Answer these questions from the Star Trek review:
(a) In what year did Star Trek: Discovery first launch?
(b) What is the title of the second episode of Strange New Worlds?
(c) Which three characters did The Original Series and its film sequels rarely take their focus off of?

__ARTICLE__
* * *

In 2017, when Star Trek: Discovery first launched, Star Trek’s fan community split nearly in half over the new show’s vastly different approach to the franchise. It was practically a rehearsal for what would happen to Star Wars fandom when The Last Jedi hit theaters a few months later, with one group excited for something new and different, and the other railing against it. Much in the way that Last Jedi fans dug in their heels against the backlash (fueled by the fact that the traditionalist faction also included all of the bigots), I was a zealous defender of Discovery and its dark, serialized first season. “You can’t just do Nineties Star Trek again,” I said to fans jumping ship to Seth MacFarlane’s unimaginative TNG nostalgia trip, The Orville. “That would be lame and boring.” Now, it’s five years later, and while I stand by my support for the new and different, I also have to admit when I’m wrong. As much as the debut episode of Strange New Worlds was a deliberate throwback to The Original Series, its second episode “Children of the Comet” feels drawn directly from the playbook of peak-era Next Generation, and I wasn’t bored for a minute of it.
The Invention of Nyota Uhura
Lt. Uhura may be one of the Star Trek franchise’s most beloved and historically important characters, but she’s also one of the least developed. The Original Series and its film sequels rarely took their focus off of Kirk, Spock, and McCoy, and despite the reboot trilogy giving Uhura a larger role, none of the movies are really about her in any way. It wasn’t until The Next Generation that every member of the ensemble cast would get an episode or two in the spotlight each season, with sci-fi dilemmas being drawn from one particular character’s fears, desires, or history. With Strange New Worlds now adopting a version of the Next Generation format, the new series has wasted no time in releasing the long-awaited, first-ever Uhura episode. The A-plot of “Children of the Comet” is told from her perspective, serves as an introduction to her character, and shows off what makes her special. It’s a story tailor-made to encourage investment in her character, but it also never seems as if it’s pandering to fans to whom she’s already an icon.

* * *

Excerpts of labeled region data
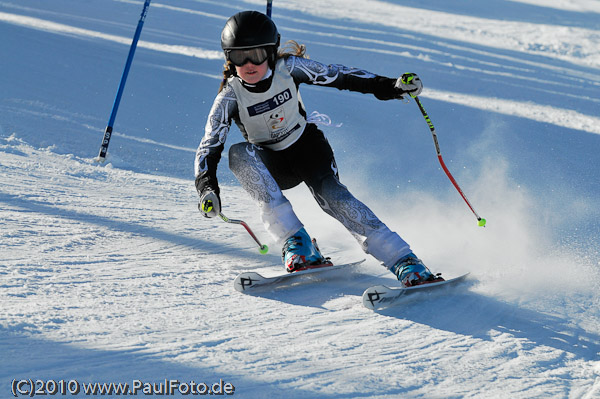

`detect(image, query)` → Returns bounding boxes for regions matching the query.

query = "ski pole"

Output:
[219,212,269,255]
[96,0,151,162]
[411,96,486,227]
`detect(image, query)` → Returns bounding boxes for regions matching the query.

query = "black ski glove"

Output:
[394,73,423,98]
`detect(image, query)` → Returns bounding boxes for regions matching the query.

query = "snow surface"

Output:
[0,0,600,399]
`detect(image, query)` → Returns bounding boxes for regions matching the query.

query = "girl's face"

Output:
[235,61,269,85]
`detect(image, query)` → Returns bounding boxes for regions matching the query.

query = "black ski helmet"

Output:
[221,11,280,67]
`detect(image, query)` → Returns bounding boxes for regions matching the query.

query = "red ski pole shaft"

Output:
[413,96,486,227]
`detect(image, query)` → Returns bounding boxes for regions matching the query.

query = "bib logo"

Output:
[264,107,285,138]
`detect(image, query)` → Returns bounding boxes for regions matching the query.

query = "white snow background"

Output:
[0,0,600,399]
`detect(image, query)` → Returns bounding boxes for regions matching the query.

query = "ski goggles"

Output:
[225,47,269,66]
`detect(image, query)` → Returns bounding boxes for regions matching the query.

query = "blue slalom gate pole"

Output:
[267,0,273,18]
[96,0,151,162]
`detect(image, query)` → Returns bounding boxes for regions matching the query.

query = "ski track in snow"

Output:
[0,0,600,399]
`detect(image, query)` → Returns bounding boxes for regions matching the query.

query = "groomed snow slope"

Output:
[0,0,600,399]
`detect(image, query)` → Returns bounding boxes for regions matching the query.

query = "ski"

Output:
[233,259,365,293]
[363,273,469,310]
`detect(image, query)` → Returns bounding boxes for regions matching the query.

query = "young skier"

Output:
[195,11,441,287]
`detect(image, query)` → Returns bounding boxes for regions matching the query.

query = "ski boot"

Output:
[281,227,331,273]
[390,252,444,288]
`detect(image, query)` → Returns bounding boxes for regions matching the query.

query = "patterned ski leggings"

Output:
[229,124,411,268]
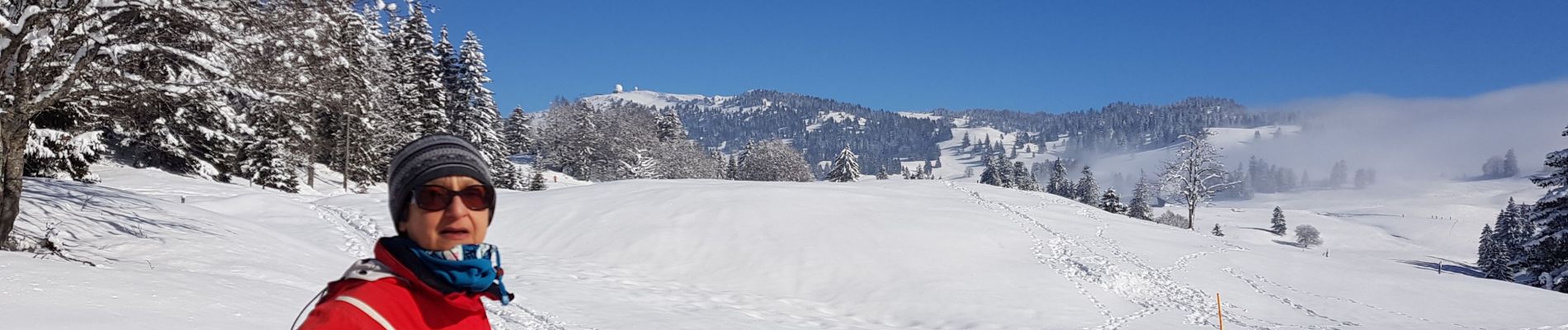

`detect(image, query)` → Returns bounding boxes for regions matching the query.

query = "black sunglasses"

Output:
[414,185,495,211]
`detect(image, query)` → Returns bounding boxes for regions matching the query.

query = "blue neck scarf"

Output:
[411,243,511,305]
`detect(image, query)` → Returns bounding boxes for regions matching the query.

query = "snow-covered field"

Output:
[0,161,1568,328]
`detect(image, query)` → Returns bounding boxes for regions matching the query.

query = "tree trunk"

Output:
[0,114,30,244]
[1187,203,1198,230]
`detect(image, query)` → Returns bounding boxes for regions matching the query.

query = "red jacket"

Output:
[300,238,495,330]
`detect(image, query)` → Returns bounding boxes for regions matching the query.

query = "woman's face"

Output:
[397,175,494,250]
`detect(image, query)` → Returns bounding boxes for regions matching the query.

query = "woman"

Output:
[300,134,511,330]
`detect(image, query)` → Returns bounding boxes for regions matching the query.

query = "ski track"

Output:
[305,182,1568,330]
[944,182,1355,330]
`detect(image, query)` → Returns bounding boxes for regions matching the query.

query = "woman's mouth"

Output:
[441,229,470,241]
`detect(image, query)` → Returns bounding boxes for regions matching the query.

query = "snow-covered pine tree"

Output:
[1154,210,1192,229]
[1075,166,1099,205]
[1268,206,1289,236]
[1012,161,1040,191]
[735,139,814,182]
[239,106,307,192]
[657,108,687,143]
[324,7,401,191]
[828,144,861,182]
[1490,197,1535,278]
[392,0,451,136]
[500,106,535,155]
[1519,124,1568,293]
[528,167,549,191]
[442,30,527,189]
[1046,158,1073,199]
[434,25,457,123]
[1328,161,1350,189]
[22,103,108,183]
[652,139,725,178]
[621,150,660,178]
[725,157,740,180]
[1127,173,1154,220]
[1502,148,1519,178]
[1162,134,1235,229]
[1099,187,1127,214]
[1476,225,1507,280]
[1295,225,1324,248]
[980,155,1002,186]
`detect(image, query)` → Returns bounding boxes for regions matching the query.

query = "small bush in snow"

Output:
[1295,225,1324,248]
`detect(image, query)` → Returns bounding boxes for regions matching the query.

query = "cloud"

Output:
[1248,80,1568,180]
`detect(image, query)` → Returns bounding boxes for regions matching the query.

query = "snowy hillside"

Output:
[0,163,1568,328]
[904,114,1301,186]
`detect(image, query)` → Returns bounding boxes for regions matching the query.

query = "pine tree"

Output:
[1046,158,1073,199]
[1328,161,1350,189]
[434,25,457,121]
[1268,206,1287,236]
[1075,166,1099,205]
[1502,148,1519,178]
[1099,187,1127,214]
[392,2,451,136]
[1127,173,1154,220]
[735,139,815,182]
[528,167,547,191]
[725,157,740,180]
[657,108,687,143]
[22,106,108,183]
[442,30,527,189]
[1519,124,1568,293]
[500,106,535,155]
[1476,225,1502,278]
[240,108,305,192]
[620,150,662,178]
[980,155,1002,186]
[1295,225,1324,248]
[1012,161,1040,191]
[1490,197,1533,278]
[828,145,861,182]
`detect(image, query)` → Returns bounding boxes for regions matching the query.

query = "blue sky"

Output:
[430,0,1568,112]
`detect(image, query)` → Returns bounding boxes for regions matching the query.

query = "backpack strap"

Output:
[343,260,397,281]
[334,295,397,330]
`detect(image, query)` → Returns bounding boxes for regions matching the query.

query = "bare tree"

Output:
[0,0,229,241]
[1162,134,1235,229]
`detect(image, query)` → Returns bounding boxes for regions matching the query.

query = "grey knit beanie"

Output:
[387,134,495,224]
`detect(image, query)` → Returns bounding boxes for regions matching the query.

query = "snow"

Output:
[903,117,1077,182]
[0,161,1568,330]
[899,111,942,120]
[806,111,866,131]
[583,91,715,108]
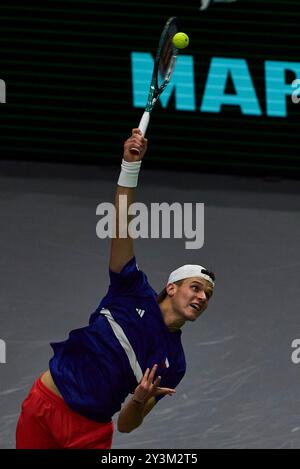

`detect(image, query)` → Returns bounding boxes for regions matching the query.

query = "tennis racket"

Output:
[130,16,179,155]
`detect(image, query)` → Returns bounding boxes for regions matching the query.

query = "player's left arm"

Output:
[109,129,147,273]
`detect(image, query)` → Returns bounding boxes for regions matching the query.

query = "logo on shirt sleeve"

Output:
[135,308,145,318]
[162,357,170,368]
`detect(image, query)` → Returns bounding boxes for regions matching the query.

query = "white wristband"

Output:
[118,159,142,187]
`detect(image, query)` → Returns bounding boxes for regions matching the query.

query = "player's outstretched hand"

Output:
[133,365,176,404]
[124,129,148,163]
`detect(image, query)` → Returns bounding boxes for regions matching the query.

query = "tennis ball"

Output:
[173,33,190,49]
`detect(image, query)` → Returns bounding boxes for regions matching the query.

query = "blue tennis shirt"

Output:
[49,257,186,422]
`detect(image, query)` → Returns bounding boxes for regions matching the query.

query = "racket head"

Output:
[146,16,179,112]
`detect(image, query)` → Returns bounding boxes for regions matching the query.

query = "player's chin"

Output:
[185,306,202,321]
[186,306,206,322]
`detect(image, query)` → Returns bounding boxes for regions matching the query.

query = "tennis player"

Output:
[16,129,214,449]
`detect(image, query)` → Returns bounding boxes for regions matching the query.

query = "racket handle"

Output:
[130,111,150,155]
[139,111,150,136]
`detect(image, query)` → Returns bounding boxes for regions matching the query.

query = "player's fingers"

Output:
[142,368,150,382]
[132,129,143,136]
[153,376,161,387]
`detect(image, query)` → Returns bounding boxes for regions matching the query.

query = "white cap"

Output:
[167,264,215,287]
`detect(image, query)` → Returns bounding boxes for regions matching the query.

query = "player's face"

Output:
[173,277,213,321]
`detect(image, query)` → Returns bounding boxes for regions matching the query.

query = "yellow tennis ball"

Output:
[173,33,190,49]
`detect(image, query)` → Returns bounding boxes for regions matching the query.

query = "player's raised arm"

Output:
[109,129,147,272]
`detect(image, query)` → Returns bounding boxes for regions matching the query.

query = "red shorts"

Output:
[16,377,114,449]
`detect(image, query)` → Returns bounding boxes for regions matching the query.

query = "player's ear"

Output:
[166,283,176,296]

* * *

__RIGHT ANSWER__
(a) 2017
(b) "Children of the Comet"
(c) Kirk, Spock, and McCoy